■ EXERCISE PROMPT
How many of the lines below contain the word "trunk"? Reply with the number alone.

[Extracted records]

^^^^

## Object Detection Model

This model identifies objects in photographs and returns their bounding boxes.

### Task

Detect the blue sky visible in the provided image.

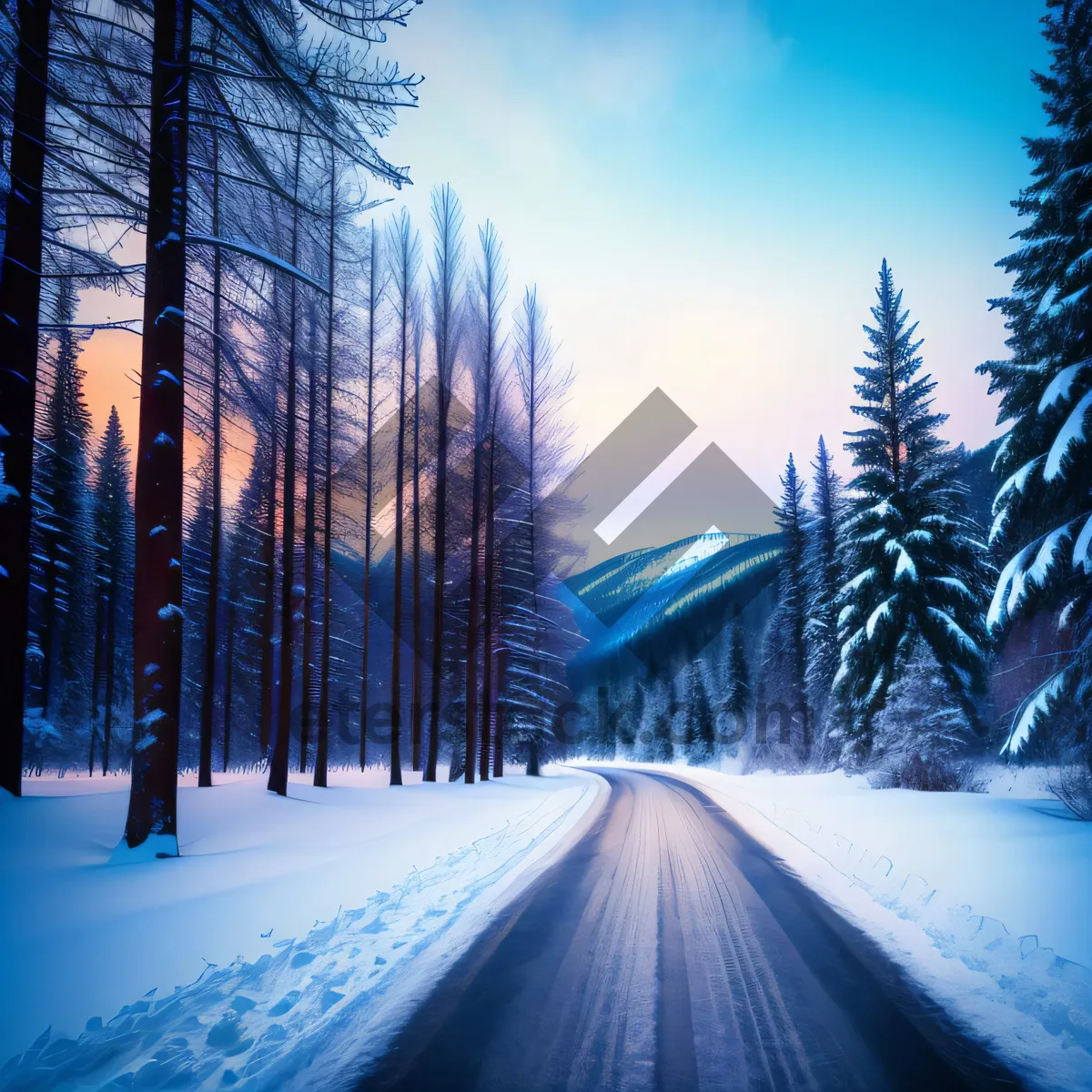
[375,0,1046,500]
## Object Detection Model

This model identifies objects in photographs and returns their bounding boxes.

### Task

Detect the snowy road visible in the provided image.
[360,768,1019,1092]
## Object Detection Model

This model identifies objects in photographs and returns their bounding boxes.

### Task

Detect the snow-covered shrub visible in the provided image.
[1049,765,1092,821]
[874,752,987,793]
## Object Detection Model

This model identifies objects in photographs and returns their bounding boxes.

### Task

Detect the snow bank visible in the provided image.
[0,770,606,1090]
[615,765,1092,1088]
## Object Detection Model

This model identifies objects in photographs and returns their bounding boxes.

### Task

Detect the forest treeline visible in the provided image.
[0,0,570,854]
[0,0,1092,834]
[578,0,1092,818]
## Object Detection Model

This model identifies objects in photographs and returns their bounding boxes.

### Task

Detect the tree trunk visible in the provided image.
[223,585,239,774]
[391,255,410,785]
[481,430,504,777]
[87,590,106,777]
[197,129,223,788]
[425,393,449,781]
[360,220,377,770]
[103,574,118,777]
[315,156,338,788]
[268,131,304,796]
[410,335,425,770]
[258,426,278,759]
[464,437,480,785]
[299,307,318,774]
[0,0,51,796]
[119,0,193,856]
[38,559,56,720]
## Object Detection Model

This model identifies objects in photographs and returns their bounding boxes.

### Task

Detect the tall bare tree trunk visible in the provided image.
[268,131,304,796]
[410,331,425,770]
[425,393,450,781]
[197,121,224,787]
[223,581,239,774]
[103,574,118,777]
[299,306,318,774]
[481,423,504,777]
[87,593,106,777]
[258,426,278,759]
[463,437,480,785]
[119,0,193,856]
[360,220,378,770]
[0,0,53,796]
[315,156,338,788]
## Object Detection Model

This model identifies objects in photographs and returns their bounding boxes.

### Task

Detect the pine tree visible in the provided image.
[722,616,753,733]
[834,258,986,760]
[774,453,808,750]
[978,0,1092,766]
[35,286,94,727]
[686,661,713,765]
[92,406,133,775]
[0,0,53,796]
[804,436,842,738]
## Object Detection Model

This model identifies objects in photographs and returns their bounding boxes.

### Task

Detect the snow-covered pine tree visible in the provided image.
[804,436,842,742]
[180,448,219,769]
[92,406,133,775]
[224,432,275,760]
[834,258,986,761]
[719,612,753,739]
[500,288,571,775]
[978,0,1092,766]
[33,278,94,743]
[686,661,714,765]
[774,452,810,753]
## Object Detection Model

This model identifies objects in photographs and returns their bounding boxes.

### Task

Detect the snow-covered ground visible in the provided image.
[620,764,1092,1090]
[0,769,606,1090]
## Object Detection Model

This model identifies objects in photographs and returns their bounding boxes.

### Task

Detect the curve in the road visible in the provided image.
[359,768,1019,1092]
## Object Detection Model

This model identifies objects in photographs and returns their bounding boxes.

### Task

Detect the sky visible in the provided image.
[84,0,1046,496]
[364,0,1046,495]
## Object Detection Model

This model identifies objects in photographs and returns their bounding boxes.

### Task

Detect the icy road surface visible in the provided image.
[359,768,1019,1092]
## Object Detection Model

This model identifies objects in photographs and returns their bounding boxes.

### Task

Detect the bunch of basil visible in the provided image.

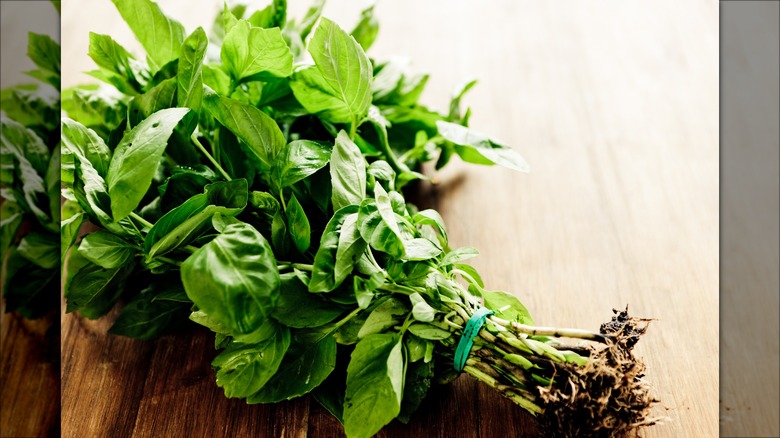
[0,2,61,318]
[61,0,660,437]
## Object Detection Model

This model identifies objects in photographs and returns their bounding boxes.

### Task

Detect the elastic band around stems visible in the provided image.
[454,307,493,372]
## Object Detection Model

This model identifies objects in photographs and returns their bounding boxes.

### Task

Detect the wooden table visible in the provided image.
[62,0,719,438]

^^^^

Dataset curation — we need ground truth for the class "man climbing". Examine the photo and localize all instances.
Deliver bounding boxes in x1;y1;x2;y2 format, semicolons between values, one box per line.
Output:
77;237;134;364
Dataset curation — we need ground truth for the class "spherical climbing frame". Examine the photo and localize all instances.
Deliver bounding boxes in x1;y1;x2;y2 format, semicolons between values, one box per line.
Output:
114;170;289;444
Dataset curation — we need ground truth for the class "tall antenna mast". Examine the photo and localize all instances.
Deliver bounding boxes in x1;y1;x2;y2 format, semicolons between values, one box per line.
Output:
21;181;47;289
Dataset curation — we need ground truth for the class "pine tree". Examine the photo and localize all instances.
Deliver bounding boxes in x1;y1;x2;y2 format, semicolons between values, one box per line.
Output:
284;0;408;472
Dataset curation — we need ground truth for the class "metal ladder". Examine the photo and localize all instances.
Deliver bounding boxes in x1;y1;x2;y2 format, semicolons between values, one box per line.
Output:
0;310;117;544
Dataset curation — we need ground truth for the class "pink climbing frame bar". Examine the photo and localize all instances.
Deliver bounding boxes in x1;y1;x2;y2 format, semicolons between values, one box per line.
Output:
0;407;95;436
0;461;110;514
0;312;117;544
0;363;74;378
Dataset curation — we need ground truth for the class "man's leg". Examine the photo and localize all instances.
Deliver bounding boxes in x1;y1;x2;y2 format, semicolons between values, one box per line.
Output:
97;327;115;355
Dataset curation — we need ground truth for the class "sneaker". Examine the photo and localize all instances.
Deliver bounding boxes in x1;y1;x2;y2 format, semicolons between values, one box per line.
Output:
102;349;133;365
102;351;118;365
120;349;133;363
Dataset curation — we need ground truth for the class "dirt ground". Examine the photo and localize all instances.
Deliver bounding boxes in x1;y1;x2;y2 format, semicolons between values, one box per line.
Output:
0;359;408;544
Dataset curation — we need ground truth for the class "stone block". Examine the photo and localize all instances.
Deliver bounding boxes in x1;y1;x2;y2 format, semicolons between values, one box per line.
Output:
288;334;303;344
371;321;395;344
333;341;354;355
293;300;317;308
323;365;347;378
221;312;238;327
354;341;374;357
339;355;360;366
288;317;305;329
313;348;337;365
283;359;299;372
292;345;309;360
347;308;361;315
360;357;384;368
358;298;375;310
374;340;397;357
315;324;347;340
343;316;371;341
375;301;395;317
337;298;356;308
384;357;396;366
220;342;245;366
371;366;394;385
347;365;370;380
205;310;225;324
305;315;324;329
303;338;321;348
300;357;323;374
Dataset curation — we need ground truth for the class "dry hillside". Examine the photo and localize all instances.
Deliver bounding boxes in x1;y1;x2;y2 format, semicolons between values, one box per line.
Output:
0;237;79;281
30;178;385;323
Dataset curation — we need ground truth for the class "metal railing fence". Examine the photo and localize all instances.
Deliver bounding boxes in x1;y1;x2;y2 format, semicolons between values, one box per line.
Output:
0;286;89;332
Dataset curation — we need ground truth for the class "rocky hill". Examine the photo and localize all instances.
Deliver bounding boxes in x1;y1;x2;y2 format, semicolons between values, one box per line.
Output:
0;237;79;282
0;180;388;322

^^^^

■ EXERCISE RESPONSE
2